TASK BRIEF: Pull out every line below holding the word "fishing".

Referring expression pointing data:
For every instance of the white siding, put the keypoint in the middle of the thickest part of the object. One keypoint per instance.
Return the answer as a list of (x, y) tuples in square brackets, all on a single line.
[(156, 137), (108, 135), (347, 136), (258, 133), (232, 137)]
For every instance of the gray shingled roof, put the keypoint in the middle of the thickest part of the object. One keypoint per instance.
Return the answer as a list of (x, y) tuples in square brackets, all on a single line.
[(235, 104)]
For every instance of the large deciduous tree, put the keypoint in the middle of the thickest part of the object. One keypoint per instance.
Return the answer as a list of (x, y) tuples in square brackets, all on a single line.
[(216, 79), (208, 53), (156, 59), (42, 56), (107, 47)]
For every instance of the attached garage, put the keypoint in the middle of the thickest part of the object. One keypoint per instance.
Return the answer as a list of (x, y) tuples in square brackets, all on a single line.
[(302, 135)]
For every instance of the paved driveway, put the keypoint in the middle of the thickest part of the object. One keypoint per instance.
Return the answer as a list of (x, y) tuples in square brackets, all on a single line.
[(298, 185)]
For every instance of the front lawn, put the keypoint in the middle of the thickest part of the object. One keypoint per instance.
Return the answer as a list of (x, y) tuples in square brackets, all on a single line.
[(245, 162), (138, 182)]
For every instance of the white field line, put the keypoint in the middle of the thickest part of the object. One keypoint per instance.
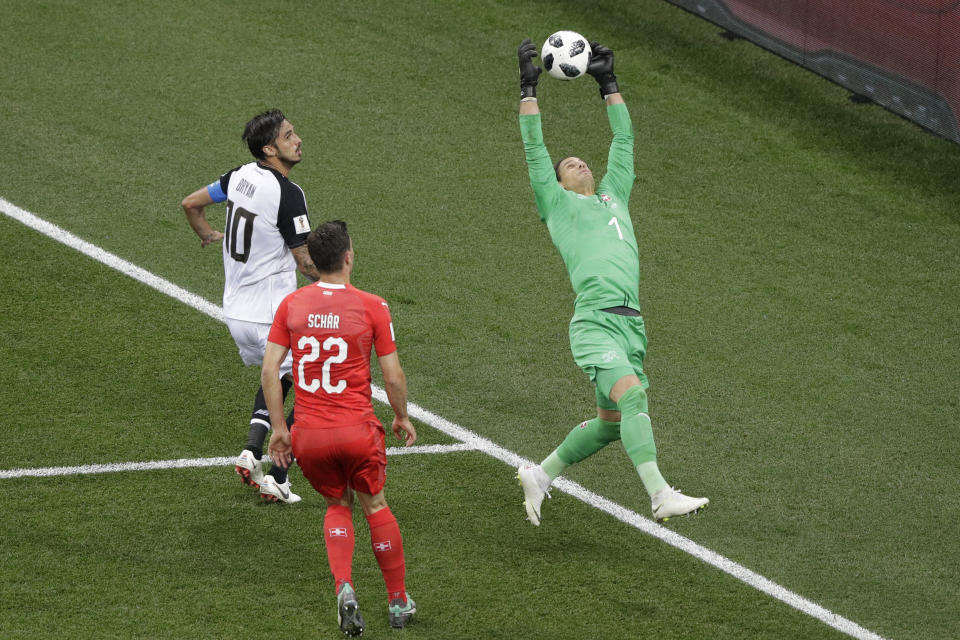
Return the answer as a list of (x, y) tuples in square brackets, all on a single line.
[(185, 463), (477, 442)]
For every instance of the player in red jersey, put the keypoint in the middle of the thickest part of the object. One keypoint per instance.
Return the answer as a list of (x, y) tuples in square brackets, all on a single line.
[(336, 438)]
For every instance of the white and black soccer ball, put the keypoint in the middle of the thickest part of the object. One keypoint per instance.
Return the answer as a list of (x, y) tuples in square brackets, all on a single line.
[(565, 55)]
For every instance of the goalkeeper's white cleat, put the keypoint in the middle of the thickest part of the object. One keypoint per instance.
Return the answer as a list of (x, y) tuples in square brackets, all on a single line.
[(668, 502), (536, 484), (273, 491), (249, 469)]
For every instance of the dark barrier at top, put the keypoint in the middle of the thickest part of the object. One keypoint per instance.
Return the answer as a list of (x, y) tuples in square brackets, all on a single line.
[(901, 54)]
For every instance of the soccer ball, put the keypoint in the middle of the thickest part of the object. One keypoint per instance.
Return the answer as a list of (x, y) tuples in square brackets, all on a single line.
[(565, 55)]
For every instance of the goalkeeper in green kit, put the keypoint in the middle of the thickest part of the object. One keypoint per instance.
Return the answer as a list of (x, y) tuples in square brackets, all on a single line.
[(591, 227)]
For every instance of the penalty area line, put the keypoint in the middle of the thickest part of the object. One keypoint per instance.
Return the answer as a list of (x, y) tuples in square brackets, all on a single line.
[(188, 463), (474, 441)]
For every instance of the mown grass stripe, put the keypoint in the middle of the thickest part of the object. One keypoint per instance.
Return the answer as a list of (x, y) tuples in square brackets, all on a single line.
[(475, 441)]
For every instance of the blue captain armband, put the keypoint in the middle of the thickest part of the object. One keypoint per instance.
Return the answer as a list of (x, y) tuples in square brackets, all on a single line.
[(215, 191)]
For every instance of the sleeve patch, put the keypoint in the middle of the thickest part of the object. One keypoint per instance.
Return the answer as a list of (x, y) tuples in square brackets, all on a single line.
[(301, 224)]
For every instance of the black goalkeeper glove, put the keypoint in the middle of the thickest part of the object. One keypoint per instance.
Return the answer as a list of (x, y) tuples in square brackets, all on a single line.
[(529, 74), (601, 68)]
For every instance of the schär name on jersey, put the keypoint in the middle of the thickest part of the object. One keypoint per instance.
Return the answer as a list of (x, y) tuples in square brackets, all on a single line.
[(323, 321)]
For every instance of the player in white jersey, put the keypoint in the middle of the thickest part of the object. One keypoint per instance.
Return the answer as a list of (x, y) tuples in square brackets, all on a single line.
[(264, 245)]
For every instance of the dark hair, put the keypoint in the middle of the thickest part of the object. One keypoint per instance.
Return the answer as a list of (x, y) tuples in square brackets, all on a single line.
[(262, 130), (328, 244)]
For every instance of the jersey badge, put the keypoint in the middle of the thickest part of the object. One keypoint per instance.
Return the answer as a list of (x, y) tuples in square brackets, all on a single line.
[(301, 224)]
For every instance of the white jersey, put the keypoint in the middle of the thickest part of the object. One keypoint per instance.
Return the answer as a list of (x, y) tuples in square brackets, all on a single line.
[(266, 217)]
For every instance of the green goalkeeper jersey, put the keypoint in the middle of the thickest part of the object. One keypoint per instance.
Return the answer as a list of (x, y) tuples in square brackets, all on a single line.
[(594, 234)]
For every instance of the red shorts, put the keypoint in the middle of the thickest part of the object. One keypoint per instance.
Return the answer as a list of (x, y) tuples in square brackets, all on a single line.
[(334, 458)]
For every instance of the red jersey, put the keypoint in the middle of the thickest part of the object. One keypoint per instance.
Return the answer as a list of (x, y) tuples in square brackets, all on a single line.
[(331, 329)]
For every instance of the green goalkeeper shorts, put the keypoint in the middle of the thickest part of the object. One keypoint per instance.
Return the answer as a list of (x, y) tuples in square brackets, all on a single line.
[(607, 347)]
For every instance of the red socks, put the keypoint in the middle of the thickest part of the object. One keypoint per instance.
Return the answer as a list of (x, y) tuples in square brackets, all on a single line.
[(388, 548), (338, 535)]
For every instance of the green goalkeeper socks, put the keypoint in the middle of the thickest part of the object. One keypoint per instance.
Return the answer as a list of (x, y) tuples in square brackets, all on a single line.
[(636, 433), (583, 441)]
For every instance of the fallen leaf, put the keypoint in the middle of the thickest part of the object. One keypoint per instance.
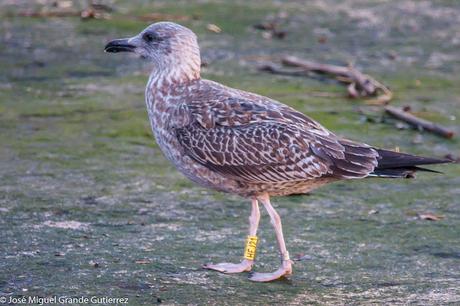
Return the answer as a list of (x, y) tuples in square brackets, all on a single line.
[(430, 217), (213, 28)]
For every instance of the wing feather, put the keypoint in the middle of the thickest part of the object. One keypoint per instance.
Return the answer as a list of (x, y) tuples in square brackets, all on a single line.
[(254, 139)]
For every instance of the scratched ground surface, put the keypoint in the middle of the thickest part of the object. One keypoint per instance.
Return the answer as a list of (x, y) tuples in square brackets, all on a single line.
[(89, 206)]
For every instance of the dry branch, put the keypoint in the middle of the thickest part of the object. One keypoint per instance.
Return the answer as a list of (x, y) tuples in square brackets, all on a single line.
[(418, 122), (359, 84)]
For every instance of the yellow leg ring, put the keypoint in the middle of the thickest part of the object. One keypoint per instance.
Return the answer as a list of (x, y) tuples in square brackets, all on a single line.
[(250, 247)]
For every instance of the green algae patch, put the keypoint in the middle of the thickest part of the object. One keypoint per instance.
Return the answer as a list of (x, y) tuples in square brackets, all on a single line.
[(88, 203)]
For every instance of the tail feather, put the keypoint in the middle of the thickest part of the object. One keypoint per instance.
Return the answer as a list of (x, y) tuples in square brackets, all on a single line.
[(402, 165)]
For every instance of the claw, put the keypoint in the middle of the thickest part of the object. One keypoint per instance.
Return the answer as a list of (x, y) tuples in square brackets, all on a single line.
[(245, 265), (284, 270)]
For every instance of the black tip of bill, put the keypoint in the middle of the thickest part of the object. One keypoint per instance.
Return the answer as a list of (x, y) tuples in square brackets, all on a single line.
[(119, 45)]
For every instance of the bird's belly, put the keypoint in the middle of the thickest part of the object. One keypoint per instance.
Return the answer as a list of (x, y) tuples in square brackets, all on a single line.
[(190, 168)]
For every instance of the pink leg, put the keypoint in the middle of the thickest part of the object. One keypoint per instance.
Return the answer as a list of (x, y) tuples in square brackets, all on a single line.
[(246, 264), (286, 263)]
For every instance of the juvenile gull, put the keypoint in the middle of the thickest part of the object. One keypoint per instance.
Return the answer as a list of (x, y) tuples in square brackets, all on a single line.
[(242, 143)]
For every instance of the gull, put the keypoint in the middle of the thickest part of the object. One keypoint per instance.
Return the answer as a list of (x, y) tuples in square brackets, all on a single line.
[(242, 143)]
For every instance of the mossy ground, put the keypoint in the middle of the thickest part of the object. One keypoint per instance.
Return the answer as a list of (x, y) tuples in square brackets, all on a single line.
[(76, 146)]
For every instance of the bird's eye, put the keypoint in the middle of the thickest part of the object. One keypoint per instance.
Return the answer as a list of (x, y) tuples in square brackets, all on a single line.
[(149, 37)]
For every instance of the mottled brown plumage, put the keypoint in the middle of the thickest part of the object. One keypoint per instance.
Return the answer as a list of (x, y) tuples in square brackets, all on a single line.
[(239, 142)]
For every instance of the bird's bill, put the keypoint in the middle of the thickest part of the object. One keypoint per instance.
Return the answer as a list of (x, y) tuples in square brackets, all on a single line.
[(119, 45)]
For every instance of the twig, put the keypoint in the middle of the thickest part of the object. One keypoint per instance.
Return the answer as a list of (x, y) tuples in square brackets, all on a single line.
[(418, 122), (359, 84), (272, 68)]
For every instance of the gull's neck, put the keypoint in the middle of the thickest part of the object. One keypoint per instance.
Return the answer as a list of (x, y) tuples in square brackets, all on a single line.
[(173, 74)]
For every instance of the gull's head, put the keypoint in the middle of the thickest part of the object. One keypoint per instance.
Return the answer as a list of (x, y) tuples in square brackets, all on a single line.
[(171, 47)]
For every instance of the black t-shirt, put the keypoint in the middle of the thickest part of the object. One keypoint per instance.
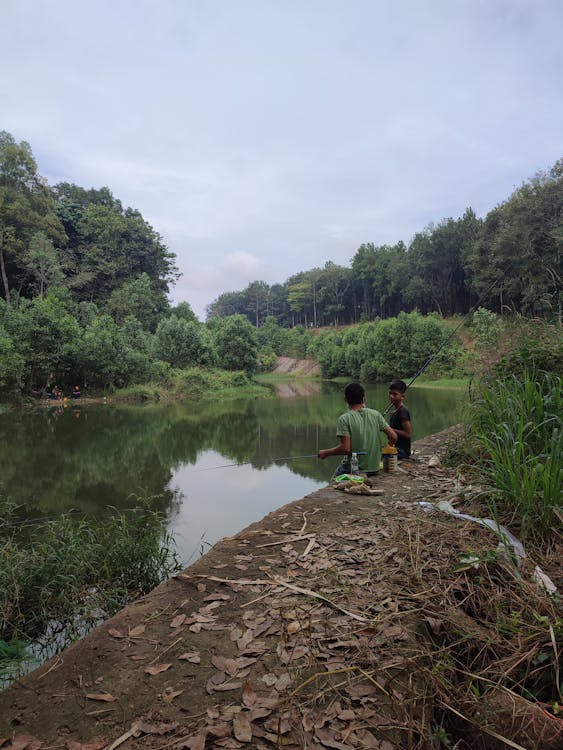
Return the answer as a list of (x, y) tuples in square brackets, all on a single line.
[(396, 422)]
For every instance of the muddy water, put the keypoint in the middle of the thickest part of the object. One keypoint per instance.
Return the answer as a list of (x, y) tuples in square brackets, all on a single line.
[(212, 467)]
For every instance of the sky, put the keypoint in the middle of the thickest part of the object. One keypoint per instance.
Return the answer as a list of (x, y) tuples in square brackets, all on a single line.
[(261, 138)]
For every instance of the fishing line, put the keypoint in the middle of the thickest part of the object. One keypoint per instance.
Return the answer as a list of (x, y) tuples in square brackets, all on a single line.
[(248, 463)]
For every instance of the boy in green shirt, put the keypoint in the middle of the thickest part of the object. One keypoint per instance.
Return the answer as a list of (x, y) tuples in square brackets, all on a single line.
[(358, 430)]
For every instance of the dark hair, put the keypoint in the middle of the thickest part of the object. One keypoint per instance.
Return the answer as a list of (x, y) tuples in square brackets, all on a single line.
[(398, 385), (354, 393)]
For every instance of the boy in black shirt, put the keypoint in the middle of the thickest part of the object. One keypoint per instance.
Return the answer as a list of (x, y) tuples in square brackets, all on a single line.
[(400, 420)]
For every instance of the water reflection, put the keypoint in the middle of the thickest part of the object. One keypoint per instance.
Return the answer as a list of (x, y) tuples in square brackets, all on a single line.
[(93, 457)]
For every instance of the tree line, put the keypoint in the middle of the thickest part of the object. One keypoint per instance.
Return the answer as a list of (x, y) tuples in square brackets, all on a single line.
[(509, 262), (84, 290)]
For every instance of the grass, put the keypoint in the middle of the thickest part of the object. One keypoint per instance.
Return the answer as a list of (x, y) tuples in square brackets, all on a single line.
[(66, 575), (516, 429)]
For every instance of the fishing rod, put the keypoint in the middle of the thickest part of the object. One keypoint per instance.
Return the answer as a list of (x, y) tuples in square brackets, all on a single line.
[(248, 463)]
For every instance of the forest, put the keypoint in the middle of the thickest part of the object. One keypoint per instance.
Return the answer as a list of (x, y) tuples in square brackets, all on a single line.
[(85, 283), (510, 262)]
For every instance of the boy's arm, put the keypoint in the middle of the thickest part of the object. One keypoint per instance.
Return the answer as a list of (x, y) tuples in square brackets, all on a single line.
[(391, 434), (338, 450)]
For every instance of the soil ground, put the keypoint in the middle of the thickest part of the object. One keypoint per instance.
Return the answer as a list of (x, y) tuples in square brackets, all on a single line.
[(300, 631)]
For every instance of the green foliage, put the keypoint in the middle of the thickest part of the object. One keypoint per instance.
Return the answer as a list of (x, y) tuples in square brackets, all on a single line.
[(12, 367), (517, 427), (487, 326), (184, 343), (138, 298), (68, 570), (235, 340)]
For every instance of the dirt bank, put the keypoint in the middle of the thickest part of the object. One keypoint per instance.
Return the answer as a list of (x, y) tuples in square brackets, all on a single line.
[(297, 367), (310, 628)]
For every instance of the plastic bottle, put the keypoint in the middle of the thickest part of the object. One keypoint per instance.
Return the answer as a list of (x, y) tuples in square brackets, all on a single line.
[(354, 466), (389, 457)]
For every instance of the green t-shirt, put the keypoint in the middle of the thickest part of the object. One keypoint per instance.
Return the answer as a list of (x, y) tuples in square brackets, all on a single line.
[(363, 427)]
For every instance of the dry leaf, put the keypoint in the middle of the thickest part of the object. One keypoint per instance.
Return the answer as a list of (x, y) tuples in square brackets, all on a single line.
[(219, 662), (194, 741), (25, 742), (248, 695), (328, 739), (157, 668), (192, 656), (226, 686), (283, 682), (169, 697), (242, 728), (220, 730), (164, 728), (105, 697)]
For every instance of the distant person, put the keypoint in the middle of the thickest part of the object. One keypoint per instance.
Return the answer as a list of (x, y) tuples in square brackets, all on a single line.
[(358, 430), (400, 420), (56, 393)]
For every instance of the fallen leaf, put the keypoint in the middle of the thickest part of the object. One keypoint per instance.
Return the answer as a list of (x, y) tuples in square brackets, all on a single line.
[(217, 597), (242, 728), (220, 730), (193, 742), (327, 738), (25, 742), (362, 690), (226, 686), (219, 662), (157, 668), (164, 728), (283, 682), (248, 695), (192, 656), (169, 697), (105, 697)]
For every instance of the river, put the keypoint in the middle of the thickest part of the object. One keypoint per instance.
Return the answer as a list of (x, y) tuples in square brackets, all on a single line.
[(212, 467)]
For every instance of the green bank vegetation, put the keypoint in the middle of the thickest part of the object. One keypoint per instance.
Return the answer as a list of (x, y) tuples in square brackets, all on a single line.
[(513, 443), (60, 577)]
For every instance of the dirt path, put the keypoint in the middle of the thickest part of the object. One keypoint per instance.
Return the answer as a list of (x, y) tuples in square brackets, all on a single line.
[(300, 631)]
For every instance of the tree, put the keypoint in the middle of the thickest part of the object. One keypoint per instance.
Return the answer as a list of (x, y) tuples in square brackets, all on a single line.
[(183, 343), (139, 298), (26, 207), (42, 262), (235, 339)]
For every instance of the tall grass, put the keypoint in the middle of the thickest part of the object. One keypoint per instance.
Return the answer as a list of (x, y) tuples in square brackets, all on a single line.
[(517, 423), (74, 572)]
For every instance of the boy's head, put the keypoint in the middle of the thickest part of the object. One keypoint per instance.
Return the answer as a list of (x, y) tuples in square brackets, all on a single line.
[(398, 385), (397, 390), (354, 393)]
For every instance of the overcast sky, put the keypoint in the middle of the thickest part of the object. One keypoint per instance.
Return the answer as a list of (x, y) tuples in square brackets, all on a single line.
[(264, 137)]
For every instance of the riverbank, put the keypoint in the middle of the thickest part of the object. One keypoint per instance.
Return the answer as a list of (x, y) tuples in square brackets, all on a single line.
[(338, 621)]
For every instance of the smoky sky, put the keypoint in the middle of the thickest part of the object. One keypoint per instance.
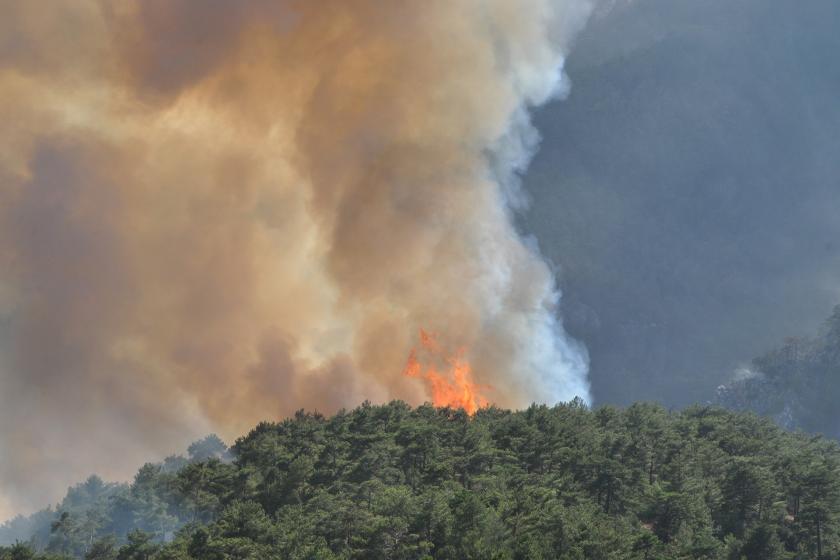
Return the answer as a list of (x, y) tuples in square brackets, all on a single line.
[(214, 213), (689, 189)]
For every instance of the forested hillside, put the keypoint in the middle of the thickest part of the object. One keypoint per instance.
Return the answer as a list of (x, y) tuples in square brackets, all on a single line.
[(393, 481), (798, 383)]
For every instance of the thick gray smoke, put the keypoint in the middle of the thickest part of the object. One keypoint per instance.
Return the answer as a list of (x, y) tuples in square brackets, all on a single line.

PROBLEM SOLUTION:
For every instance of the fishing line, put the keypoint in the middle of the thickest part of the object. One keypoint per instance.
For every instance of the fishing rod, put the keypoint in the middle of the thickest part of the object. One keypoint per instance.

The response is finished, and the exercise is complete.